### WHAT IS ASKED
Every entry here needs to be repeated exactly.

────

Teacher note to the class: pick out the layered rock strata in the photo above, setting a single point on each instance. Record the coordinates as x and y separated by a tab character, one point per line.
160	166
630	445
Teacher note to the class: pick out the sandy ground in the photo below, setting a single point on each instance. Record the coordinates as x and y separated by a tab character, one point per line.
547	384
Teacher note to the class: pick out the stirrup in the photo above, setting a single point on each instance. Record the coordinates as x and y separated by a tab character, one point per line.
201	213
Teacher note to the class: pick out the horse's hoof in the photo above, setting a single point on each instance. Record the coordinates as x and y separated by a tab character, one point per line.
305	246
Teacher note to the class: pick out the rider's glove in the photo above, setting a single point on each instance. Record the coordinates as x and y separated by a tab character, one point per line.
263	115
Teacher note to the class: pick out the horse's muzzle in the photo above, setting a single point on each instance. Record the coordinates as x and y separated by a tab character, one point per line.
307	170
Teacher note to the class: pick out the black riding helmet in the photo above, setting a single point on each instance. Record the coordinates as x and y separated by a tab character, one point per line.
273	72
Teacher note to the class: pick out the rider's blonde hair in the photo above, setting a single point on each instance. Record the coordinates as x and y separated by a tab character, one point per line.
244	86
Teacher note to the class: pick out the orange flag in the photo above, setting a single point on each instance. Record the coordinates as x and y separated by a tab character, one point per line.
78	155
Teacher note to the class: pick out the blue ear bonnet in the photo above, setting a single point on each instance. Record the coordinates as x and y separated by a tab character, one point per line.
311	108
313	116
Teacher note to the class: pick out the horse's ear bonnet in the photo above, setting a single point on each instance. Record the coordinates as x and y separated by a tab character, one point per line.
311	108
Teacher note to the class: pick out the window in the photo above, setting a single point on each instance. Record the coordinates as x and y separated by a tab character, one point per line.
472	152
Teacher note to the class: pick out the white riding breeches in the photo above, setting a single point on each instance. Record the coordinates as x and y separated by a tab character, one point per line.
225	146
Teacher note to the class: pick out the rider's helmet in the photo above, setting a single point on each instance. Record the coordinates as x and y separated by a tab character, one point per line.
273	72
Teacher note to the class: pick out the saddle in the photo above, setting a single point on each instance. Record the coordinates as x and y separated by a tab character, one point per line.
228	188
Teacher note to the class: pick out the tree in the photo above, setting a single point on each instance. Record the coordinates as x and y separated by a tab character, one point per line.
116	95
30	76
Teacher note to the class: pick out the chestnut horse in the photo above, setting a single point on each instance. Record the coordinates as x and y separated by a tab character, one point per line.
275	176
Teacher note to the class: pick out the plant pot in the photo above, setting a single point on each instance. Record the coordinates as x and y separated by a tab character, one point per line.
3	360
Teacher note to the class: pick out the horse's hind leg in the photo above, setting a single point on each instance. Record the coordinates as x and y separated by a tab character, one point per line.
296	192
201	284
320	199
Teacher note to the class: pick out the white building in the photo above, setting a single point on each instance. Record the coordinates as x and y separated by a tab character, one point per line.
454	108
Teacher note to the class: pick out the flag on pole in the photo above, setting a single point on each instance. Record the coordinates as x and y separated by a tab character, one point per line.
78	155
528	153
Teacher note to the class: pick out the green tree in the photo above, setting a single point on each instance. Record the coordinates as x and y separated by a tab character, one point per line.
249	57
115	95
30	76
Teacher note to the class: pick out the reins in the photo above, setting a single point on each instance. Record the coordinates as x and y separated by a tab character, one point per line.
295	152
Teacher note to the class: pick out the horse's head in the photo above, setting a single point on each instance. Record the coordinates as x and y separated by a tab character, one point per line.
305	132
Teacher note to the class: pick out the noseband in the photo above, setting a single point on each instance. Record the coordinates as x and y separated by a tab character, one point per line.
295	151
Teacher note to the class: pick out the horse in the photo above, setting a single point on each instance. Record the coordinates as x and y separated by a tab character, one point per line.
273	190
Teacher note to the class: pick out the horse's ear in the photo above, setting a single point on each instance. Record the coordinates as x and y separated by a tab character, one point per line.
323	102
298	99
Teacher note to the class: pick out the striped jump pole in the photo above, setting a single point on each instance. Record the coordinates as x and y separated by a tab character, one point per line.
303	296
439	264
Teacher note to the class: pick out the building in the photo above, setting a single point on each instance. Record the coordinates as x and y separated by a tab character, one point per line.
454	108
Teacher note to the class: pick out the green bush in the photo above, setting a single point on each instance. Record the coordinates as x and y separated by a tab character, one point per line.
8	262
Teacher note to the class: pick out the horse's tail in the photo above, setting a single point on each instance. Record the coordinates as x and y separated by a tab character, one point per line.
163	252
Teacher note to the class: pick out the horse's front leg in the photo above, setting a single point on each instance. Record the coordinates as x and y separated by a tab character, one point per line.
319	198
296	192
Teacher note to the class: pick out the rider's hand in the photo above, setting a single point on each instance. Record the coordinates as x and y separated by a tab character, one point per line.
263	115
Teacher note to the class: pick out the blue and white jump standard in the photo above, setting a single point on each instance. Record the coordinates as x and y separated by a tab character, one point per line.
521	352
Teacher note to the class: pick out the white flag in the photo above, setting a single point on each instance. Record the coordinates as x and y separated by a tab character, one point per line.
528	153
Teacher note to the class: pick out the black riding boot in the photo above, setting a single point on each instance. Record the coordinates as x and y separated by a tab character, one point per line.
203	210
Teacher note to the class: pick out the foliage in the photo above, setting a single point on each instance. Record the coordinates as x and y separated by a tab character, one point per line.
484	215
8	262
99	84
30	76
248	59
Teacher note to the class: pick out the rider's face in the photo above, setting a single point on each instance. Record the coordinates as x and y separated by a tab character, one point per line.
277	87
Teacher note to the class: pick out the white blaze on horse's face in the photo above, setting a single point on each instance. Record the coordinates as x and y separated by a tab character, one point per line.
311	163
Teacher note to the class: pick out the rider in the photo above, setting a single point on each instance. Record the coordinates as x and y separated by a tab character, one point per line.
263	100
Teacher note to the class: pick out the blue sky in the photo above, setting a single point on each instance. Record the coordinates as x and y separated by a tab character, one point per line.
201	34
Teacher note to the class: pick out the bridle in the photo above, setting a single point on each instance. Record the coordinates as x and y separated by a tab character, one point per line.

────

### FINISHED EXERCISE
Teacher note to the class: pick out the layered rock strata in the photo above, setting a single point on each instance. Record the coordinates as x and y separated by a tab character, one point per line.
160	166
630	445
Teacher note to the class: pick out the sandy ground in the photo below, setting a single point on each instance. Record the coordinates as x and y separated by a tab character, one point per line.
547	384
Teacher note to the class: pick out the stirrup in the photo above, setting a single point on each instance. Record the coordinates as x and y separated by a tab character, one point per line.
201	213
Teacher note to the class: pick out the horse's hoof in the photo above, setting a single point on each instance. Record the coordinates as x and y separated by a tab character, one point per line.
305	246
Teacher note to the class: pick out the rider's glove in the photo above, setting a single point on each instance. Record the coordinates as x and y separated by a tab character, one point per line.
263	115
Teacher note to the class: pick out the horse's muzzle in the photo above, setting a single point on each instance. Record the coordinates as x and y separated by a tab character, one point per line.
307	170
Teacher note to the class: pick out the black riding helmet in the photo above, setting a single point on each instance. Record the coordinates as x and y separated by a tab character, one point per line.
273	72
Teacher note to the class: pick out the rider's blonde hair in the photo above, setting a single point on each instance. Record the coordinates as x and y separated by a tab character, one point per line.
244	86
Teacher note to the class: pick out the orange flag in the photo above, setting a single point on each instance. Record the coordinates as x and y separated by a tab character, one point per line.
78	155
Teacher note to the class: pick out the blue ear bonnet in the photo above, setting a single point on each instance. Record the coordinates as x and y separated by a tab character, one point per line.
311	108
313	116
Teacher note to the class: pick out the horse's ear bonnet in the photo above, setting a single point on each instance. Record the coordinates as x and y separated by a tab character, one point per line.
311	108
Teacher note to the class: pick out the window in the photo above, setting a single point on each instance. Record the coordinates as x and y separated by a tab character, one point per line.
472	152
Teacher note to the class: pick out the white riding breeches in the photo above, setting a single point on each instance. Record the coordinates as x and y separated by a tab character, one point per line.
225	146
Teacher note to the class: pick out the rider's helmet in the photo above, setting a single point on each instance. Record the coordinates as x and y separated by a tab character, one point per line.
273	72
Teacher note to the class: pick out the saddle in the photo above, setting a single point on each instance. Record the coordinates as x and y separated by a tab character, one point per line.
228	188
Teacher note to the class: pick out the tree in the photo above, setting a single point on each instance. Record the coordinates as x and y separated by a tab character, one point per line.
116	95
30	76
Teacher note to the class: pick out the chestnut horse in the photo above, setting a single point on each instance. Record the coordinates as x and y separated by a tab character, one point per line.
275	176
Teacher note to the class: pick out the plant pot in the photo above, setting a single point on each instance. Record the coordinates as x and y separated by a tab character, one point per line.
3	360
Teacher note to the class: pick out the horse's hind leg in the photo above, setting a single point on each instance. Record the coordinates as x and y separated by a tab character, one point per line.
296	192
201	284
320	199
Teacher note to the class: pick out the white building in the photo above, setting a single point on each instance. Record the coordinates as x and y separated by a tab character, one point per line.
454	108
Teacher note to the class: pick out the flag on pole in the photo above, setting a single point on each instance. Record the coordinates as x and y separated by a tab character, one point per line.
78	155
528	153
Teacher note to the class: pick out the green tree in the photo above, setting a single point on each instance. Record the coordinates as x and y separated by a tab character, one point per line.
249	57
115	95
30	76
Teacher note to the class: pick out the reins in the photo above, setting a single point on each instance. Record the coordinates as x and y separated by a tab character, one point per line.
295	152
Teacher note to the class: pick out the horse's head in the photo above, setting a single point on each instance. Record the coordinates as x and y separated by a tab character, one point per line.
305	132
Teacher note to the class: pick out the noseband in the photo above, setting a single point on each instance. Record the coordinates as x and y separated by a tab character, one point per line.
295	151
Teacher note to the class: pick out the horse in the photo above, setting a single point on each instance. Record the coordinates as x and y separated by a tab character, one point per line.
273	190
Teacher note to the class: pick out the horse's ear in the photo above, setting a single point on each instance. Record the coordinates as x and y separated by a tab character, one point per line.
323	102
298	99
Teacher note to the class: pick out the striped jump pole in the photo above, setting a single point on each instance. Record the coordinates as x and y separated by a tab character, one point per line.
303	296
439	264
Teacher note to the class: pick out the building in the photo above, setting a single point on each instance. Record the coordinates as x and y separated by a tab character, one point per line.
454	108
Teacher note to the class: pick out the green bush in the photo above, setting a single point on each instance. Record the coordinates as x and y separated by a tab character, one point per line.
8	262
Teacher note to the class: pick out the horse's tail in the photo above, setting a single point on each instance. Record the coordinates as x and y separated by a tab character, one point per line.
163	252
Teacher note to the class: pick out the horse's front leg in the photo above, setting a single point on each instance. Record the coordinates as x and y separated by a tab character, one point per line.
319	198
296	192
Teacher note to the class: pick out the rider's hand in the photo above, setting a single point on each instance. Record the coordinates as x and y separated by a tab character, one point per line.
263	115
Teacher note to the class: pick out the blue and white jump standard in the photo above, setting a single point on each instance. Record the coordinates as x and y separated by a tab character, one point per line.
521	352
Teacher note to the class: pick out the white flag in the photo above, setting a single point on each instance. Record the coordinates as x and y separated by a tab character, one point per line.
528	153
Teacher note to the class: pick out the black riding boot in the photo above, setting a single point on each instance. Record the coordinates as x and y separated by a tab character, one point per line.
203	210
Teacher note to the class: pick out the foliage in the photo above, setting a single point on each instance. Record the coordinates as x and y separated by a tab character, one point per line.
484	215
8	262
99	84
30	76
248	59
Teacher note to the class: pick out the rider's face in the photo above, setting a single point on each instance. Record the coordinates as x and y separated by a tab character, one point per line.
277	87
Teacher note to the class: pick out the white blaze on horse's face in the photo above, setting a single point on each instance. Record the coordinates as x and y separated by a tab character, one point per line.
311	163
Teacher note to the class: pick out the rider in the photo above, setting a single point on each instance. Record the coordinates as x and y separated by a tab character, one point per line.
263	100
Teacher note to the class: pick out the blue sky in the photo above, setting a single point on each instance. Record the coordinates as x and y separated by a tab character, one point per line.
201	34
Teacher note to the class: pick out the bridle in the photo above, setting a single point on each instance. Record the coordinates as x and y separated by a tab character, one point per line.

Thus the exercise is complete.